Records from a dataset:
--------------------------------
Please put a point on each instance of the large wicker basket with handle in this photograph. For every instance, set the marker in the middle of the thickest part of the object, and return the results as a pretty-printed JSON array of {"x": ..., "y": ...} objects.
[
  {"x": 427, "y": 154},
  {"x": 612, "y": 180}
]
--------------------------------
### What you are asked to do
Word for word, output the records that appear above.

### Output of the exercise
Please put a point on each instance of the large wicker basket with handle in this photograph. For every instance, set the marker in the middle of the thickest part of the object, and return the results as a pretty-printed JSON array of {"x": ..., "y": ...} objects.
[
  {"x": 427, "y": 154},
  {"x": 612, "y": 180}
]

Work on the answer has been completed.